DOCUMENT EXTRACT
────────────────

Software/Production ML Engineer (Python, AWS)
SphereWe are looking for a Software/Production ML Engineer to own and evolve real-world, production-grade AI systems within a fast-paced insurance technology company.
This is a hands-on engineering role focused on building, deploying, and operating customer-facing and internal AI services in production. Our team owns multiple live systems, including real-time decisioning pipelines, AI-driven operational automations, chatbots, and the ML infrastructure that powers them.
This role is not focused on offline modeling or research-only machine learning. We are looking for engineers who take end-to-end ownership of ML systems - from data and features, to inference services, deployment, monitoring, and on-call support in production environments. Candidates whose experience is primarily limited to offline modeling, experimentation, or handoff-based deployment workflows will not be a good fit for this role.
Responsibilities
* Design and build APIs and pub/sub event streams to support real-time machine learning inference and automated agentic processes.
* Play a role in the development and maintenance of both online and offline feature stores for machine learning.
* Gain familiarity with the property casualty insurance sector, including key policyholder and product attributes, to help enhance model effectiveness.
* Implement industry-standard MLOps and LLMOps techniques to monitor ML models, feature sets, and agentic systems for performance degradation and data drift.
* Support the ongoing development of our core MLOps platform, as well as the codebase and infrastructure for serverless AI applications.
* Validate the performance of machine learning models through rigorous training and testing methodologies.
* Collaborate with Data Science teams to engineer new features, construct transformation pipelines, integrate custom loss functions, and experiment with novel inference strategies such as chaining and shadow deployments.
* Create and scale new agentic AI automations, guiding them from initial proof-of-concept through to full production deployment.
* Construct evaluation frameworks designed to rigorously test AI applications, covering not only standard workflows but also the complex, real-world scenarios common to the car insurance domain.
* Utilize the Python data ecosystem to execute machine learning projects and initiatives.
* Take part in the team's weekly on-call rotation, addressing alerts promptly to maintain high service availability for both customers and internal stakeholders.
Requirements
* Experience writing production-quality Python code.
* Experience with Python data science and machine learning libraries, including scikit-learn, pandas, numpy, and related tools.
* Experience deploying, operating, and supporting ML or AI services in production, including monitoring, incident response, and iterative improvement.
* Hands-on experience with AWS (e.g., Lambda, Step Functions, DynamoDB, IAM, containerized services).
* Experience with Kafka or other event-driven / pub-sub systems.
* Experience with Git and CI/CD pipelines in production environments.
Nice to have
* Experience building or operating MLOps platforms or ML infrastructure.
* Experience with real-time data pipelines and streaming architectures.
* Experience with AI chatbots, LLM-based systems, or retrieval-augmented generation (RAG).
* Familiarity with feature stores, model monitoring, and deployment strategies such as A/B or shadow deployments.

────────────────

DATA PROVIDED
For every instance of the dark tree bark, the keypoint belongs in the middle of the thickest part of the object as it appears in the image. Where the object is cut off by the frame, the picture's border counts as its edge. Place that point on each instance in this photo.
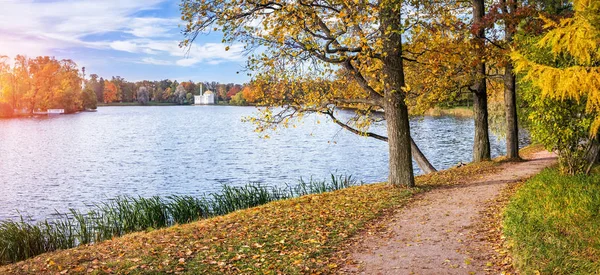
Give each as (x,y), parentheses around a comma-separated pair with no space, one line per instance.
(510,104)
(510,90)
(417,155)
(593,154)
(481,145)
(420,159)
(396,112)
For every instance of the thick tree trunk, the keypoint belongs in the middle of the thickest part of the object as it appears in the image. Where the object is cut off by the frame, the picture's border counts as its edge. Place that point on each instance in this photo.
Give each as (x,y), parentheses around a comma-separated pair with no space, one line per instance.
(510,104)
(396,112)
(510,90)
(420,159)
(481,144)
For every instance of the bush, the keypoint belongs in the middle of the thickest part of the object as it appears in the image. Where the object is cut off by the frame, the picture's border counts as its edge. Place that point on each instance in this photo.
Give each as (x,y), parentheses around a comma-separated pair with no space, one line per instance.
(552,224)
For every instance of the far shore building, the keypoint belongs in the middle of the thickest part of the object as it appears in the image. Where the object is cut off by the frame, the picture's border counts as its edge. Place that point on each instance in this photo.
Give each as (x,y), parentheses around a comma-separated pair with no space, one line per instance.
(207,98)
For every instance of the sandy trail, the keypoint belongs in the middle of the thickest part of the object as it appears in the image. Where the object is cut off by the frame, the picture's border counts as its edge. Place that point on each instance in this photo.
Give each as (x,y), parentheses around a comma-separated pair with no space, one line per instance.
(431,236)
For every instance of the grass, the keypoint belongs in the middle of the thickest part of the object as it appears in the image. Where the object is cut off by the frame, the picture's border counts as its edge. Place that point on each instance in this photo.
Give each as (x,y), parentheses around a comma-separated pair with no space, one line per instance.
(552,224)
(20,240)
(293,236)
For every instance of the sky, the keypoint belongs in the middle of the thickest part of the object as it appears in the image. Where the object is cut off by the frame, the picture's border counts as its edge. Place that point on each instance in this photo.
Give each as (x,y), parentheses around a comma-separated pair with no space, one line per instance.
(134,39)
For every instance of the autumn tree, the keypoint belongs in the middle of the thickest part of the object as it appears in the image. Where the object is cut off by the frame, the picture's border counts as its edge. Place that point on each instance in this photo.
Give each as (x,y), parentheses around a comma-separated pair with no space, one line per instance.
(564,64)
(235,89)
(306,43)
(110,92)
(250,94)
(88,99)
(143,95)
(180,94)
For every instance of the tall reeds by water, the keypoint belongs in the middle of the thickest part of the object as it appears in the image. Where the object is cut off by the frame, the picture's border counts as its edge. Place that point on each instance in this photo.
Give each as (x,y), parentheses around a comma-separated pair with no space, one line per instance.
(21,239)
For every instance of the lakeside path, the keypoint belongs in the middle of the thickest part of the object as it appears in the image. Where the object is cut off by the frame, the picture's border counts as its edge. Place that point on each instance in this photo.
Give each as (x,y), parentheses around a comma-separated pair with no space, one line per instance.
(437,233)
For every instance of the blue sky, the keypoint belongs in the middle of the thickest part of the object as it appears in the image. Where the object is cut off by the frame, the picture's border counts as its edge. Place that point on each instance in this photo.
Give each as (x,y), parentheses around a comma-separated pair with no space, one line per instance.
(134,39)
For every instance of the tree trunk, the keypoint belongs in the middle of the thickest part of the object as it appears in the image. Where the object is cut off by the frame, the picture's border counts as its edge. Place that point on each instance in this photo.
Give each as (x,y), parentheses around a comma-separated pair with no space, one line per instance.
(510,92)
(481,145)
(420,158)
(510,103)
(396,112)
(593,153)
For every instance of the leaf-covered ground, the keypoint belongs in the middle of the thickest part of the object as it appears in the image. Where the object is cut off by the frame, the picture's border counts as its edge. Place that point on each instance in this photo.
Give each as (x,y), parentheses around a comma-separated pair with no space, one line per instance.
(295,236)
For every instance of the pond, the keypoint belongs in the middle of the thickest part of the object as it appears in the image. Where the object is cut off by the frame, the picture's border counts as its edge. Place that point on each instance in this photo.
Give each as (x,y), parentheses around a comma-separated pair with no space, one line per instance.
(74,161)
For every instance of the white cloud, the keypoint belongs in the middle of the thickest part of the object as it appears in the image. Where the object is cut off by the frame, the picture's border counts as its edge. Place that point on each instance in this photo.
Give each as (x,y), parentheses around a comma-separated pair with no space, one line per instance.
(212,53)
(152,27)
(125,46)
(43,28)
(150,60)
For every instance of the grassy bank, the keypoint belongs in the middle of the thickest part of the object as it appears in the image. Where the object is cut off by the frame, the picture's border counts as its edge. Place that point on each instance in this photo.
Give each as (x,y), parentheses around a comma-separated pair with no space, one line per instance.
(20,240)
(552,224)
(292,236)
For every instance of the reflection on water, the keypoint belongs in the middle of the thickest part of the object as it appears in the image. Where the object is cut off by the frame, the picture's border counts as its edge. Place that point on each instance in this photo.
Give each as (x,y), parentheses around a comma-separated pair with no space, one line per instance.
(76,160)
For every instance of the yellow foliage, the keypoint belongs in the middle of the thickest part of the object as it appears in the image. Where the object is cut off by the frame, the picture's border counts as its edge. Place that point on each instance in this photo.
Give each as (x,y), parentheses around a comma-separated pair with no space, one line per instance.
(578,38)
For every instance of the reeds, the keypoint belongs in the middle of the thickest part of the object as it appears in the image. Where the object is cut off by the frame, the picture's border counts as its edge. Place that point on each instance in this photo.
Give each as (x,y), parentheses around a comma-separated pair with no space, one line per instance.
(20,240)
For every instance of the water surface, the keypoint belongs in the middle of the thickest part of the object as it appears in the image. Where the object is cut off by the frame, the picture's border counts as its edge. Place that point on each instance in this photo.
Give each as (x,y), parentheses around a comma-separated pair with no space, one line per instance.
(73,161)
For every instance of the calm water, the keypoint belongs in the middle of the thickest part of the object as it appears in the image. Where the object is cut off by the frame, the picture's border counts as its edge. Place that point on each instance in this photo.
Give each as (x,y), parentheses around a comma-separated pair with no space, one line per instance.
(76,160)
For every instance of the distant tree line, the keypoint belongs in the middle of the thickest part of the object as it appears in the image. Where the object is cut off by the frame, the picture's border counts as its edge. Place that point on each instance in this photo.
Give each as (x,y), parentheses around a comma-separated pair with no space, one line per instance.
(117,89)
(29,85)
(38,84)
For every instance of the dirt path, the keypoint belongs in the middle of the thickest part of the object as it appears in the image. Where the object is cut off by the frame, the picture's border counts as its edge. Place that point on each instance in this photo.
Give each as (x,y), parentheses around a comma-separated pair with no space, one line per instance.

────────────────

Please state how often the team's on-call rotation runs, according to the ML engineer job posting.

RESPONSE TO THE EXERCISE
Weekly.